Locate the line that contains "Where can the tree" in the entries below. Retype it and all following lines through the final one, character for character.

[Stored records]
++++++++

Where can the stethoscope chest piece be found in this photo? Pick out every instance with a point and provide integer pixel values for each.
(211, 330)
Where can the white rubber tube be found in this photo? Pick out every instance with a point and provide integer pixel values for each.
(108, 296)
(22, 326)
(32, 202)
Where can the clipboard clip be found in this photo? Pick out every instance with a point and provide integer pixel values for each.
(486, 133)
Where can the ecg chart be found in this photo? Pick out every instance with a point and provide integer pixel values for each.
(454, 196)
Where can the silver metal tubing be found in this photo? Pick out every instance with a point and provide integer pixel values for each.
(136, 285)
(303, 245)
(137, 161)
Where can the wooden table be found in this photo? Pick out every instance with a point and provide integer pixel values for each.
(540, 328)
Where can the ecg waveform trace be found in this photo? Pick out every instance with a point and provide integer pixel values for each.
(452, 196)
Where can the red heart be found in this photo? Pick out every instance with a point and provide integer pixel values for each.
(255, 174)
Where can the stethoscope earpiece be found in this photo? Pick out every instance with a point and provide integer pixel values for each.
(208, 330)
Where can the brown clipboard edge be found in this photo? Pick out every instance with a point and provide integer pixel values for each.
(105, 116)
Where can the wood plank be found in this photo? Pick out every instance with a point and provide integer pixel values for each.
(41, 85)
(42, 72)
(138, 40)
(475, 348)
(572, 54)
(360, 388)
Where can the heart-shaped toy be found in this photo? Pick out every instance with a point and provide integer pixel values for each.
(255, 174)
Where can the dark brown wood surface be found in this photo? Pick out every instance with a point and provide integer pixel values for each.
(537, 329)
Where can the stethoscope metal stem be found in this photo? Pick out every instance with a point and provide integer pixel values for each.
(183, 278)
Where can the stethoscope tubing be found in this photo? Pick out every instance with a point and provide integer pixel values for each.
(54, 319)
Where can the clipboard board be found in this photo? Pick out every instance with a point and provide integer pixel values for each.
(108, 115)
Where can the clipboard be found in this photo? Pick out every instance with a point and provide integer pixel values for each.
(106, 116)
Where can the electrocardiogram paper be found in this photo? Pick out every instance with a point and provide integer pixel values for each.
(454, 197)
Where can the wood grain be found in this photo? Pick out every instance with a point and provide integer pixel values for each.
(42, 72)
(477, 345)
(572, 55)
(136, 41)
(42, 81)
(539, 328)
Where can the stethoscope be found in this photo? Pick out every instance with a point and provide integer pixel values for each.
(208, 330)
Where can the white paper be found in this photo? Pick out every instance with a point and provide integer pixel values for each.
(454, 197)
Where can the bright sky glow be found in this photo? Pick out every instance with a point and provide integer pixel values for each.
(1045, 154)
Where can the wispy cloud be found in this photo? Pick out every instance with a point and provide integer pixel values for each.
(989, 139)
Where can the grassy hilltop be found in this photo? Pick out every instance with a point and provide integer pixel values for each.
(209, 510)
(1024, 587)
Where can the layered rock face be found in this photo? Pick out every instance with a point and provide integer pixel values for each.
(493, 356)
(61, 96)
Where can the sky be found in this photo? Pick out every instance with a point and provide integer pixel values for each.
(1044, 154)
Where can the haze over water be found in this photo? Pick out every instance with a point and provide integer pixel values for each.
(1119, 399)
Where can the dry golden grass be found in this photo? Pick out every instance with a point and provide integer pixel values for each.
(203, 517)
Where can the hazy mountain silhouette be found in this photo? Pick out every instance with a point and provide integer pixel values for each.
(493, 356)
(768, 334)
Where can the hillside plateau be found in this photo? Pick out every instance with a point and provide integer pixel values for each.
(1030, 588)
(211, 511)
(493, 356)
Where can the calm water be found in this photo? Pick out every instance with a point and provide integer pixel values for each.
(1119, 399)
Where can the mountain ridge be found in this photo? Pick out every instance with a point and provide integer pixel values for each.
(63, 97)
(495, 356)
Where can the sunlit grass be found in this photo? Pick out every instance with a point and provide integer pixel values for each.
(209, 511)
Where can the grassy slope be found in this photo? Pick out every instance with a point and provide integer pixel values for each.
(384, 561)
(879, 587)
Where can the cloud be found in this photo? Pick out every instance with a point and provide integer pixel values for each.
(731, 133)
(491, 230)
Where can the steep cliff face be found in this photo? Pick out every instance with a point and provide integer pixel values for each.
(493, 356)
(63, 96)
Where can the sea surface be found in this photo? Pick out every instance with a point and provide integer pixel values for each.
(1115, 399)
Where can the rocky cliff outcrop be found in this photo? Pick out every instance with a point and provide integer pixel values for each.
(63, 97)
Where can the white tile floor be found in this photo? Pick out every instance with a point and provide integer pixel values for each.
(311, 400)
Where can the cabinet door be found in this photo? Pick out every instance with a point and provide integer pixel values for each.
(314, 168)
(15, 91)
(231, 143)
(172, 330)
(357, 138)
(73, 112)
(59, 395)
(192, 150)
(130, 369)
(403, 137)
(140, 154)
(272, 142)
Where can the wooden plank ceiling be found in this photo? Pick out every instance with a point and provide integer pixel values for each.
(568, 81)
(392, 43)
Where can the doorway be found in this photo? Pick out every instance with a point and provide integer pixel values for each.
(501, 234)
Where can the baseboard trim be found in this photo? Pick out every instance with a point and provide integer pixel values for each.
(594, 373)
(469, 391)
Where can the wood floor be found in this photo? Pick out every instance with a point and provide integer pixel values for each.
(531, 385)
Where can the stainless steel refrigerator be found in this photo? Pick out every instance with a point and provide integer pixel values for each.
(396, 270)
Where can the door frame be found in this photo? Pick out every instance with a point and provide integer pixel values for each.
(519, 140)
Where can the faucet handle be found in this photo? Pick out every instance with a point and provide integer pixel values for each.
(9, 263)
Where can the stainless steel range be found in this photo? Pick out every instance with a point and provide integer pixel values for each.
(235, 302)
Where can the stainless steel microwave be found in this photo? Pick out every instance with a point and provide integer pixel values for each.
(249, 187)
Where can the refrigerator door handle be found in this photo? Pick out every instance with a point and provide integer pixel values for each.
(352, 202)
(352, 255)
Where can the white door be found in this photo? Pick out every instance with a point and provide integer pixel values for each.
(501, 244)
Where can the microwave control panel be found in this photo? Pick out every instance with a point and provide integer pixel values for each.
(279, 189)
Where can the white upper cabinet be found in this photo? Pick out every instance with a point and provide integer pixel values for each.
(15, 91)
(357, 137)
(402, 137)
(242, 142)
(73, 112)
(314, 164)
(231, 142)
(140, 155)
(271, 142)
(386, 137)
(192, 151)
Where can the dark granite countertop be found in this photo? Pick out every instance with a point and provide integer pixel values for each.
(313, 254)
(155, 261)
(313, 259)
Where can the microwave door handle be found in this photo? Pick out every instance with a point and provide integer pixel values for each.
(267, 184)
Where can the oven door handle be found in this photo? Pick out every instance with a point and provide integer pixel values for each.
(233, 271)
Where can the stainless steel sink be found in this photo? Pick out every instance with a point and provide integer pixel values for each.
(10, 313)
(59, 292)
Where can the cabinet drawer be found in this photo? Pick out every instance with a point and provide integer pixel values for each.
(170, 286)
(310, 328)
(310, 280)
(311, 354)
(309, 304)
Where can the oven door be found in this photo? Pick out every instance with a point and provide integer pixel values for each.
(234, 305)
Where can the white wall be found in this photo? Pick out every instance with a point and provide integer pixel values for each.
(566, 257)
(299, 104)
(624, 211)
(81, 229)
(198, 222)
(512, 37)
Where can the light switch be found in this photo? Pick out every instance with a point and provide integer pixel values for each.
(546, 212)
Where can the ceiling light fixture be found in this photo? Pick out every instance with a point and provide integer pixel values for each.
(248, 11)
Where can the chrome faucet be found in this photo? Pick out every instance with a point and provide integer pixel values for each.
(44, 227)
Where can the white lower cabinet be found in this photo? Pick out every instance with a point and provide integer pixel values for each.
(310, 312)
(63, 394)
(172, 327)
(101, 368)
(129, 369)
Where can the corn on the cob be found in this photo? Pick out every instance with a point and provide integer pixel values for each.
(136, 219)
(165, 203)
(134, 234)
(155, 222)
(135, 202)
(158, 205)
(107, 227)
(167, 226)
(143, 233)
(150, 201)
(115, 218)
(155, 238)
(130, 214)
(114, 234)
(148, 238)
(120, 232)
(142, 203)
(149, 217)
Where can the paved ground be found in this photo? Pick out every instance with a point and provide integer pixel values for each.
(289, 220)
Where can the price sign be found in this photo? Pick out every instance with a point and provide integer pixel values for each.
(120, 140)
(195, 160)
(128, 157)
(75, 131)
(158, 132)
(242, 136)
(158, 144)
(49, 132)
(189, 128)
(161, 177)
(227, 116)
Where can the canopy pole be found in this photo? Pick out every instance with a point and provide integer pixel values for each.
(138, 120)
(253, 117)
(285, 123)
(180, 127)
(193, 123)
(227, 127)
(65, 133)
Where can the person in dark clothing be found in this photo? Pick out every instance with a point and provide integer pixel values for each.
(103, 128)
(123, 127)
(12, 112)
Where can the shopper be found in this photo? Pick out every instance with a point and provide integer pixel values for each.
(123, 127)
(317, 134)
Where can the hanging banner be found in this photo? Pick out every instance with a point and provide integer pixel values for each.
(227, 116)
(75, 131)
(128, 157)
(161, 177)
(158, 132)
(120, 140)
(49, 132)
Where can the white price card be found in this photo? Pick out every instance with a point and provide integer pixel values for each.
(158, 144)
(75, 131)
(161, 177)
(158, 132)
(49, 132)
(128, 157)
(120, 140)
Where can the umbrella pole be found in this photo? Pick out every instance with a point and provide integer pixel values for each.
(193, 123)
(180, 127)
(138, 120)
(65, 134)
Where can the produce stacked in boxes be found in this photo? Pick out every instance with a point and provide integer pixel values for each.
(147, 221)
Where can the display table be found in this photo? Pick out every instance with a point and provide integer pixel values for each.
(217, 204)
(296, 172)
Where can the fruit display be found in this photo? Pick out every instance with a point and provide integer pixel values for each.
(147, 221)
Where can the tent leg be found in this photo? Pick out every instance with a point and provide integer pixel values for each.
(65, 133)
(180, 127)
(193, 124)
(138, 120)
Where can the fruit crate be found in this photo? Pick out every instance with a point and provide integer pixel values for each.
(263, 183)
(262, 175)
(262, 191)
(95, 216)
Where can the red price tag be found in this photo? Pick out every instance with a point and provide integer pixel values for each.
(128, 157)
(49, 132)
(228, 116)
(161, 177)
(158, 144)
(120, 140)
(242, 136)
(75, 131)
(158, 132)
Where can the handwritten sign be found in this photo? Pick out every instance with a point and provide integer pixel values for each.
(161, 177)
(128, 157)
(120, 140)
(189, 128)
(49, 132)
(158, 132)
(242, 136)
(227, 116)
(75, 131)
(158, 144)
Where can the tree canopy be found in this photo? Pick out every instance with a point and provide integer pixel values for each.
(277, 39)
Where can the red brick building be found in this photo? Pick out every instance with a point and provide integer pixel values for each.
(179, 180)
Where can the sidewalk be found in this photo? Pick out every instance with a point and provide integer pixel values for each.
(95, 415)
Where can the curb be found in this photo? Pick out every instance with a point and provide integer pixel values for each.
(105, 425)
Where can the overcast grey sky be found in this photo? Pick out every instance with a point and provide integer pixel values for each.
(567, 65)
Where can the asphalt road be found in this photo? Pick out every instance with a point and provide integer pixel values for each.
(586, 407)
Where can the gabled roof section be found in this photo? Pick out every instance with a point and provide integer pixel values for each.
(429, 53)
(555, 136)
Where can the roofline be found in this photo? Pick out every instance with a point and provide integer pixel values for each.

++++++++

The solution:
Where can the tree canopy be found in this photo? Pick out every instance with a point and provide integer pixel values for each.
(277, 39)
Where can the red brick building be found in this photo? Pick out every instance with a point and provide integer pixel values for each.
(179, 180)
Where can the sidewalk be found in this photo? Pick out every instance with a point and provide integer pixel values for each.
(95, 415)
Where can the curb be found in this photo? Pick out every instance with a point and provide integer pixel values for each.
(105, 425)
Where can the overcast grey sky be found in this photo? Pick out every instance with a point and provide integer pixel values for each.
(567, 65)
Where can the asphalt road be found in this photo? Pick out every instance with a point and provide integer pixel values for each.
(586, 407)
Where can the gabled roof section be found in this photo? Pick out every instance with a point and provide integer pixel values for each.
(429, 53)
(555, 136)
Where can the roofline be found in this photo? Pick out every instance with a point and provide integer pixel values for each.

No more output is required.